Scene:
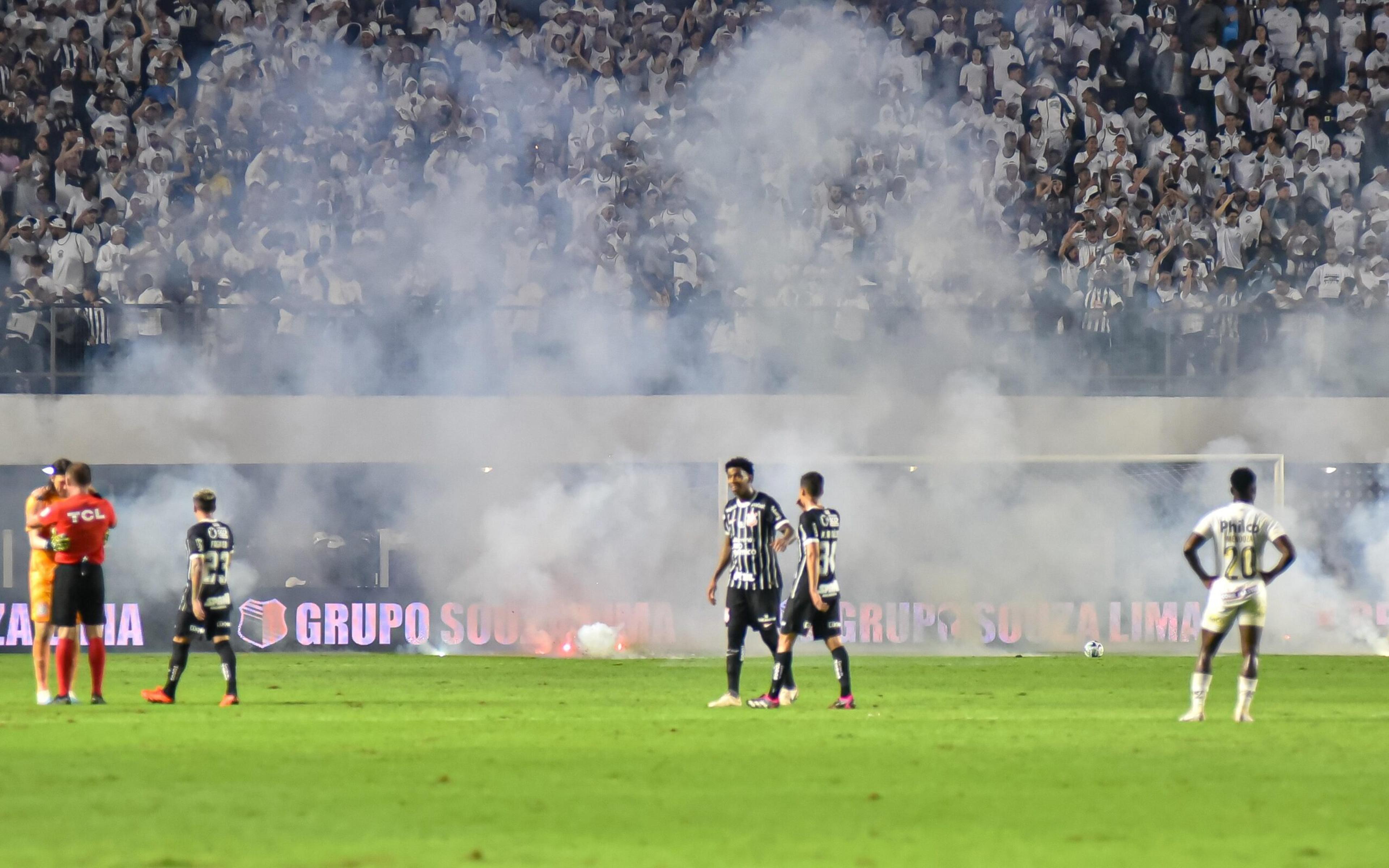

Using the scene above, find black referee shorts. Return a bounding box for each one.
[724,587,781,630]
[50,562,106,626]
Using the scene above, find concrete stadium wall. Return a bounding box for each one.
[0,395,1389,464]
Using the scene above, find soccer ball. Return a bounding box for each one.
[575,622,617,657]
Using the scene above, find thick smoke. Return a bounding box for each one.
[78,8,1389,653]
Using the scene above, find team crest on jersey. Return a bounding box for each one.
[236,600,289,648]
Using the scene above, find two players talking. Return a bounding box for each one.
[707,458,854,708]
[25,458,115,706]
[24,458,238,706]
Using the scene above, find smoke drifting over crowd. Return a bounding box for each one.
[57,8,1389,653]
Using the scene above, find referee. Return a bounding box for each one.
[26,461,115,706]
[707,458,796,708]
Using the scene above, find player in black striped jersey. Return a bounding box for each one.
[747,471,854,708]
[140,489,240,706]
[707,458,796,708]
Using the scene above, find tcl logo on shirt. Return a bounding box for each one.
[68,508,106,524]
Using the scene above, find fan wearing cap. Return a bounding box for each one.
[24,458,72,706]
[47,215,96,292]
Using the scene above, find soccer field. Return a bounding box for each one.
[0,648,1389,867]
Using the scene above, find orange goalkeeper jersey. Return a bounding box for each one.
[24,488,58,583]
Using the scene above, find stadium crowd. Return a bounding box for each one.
[0,0,1389,385]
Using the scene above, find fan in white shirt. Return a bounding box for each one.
[1306,247,1356,299]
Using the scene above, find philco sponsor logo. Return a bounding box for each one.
[236,600,289,648]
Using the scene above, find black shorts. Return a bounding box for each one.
[724,587,781,630]
[781,593,843,640]
[174,589,232,639]
[50,562,106,626]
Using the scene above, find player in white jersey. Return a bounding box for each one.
[1181,467,1297,724]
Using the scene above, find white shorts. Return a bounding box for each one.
[1202,578,1268,633]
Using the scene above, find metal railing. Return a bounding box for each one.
[0,295,1389,396]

§ WRITTEN REQUEST:
Count the lines in the records above that contain the word "referee". Reply with the number alone.

§ FINISHED EXERCISE:
2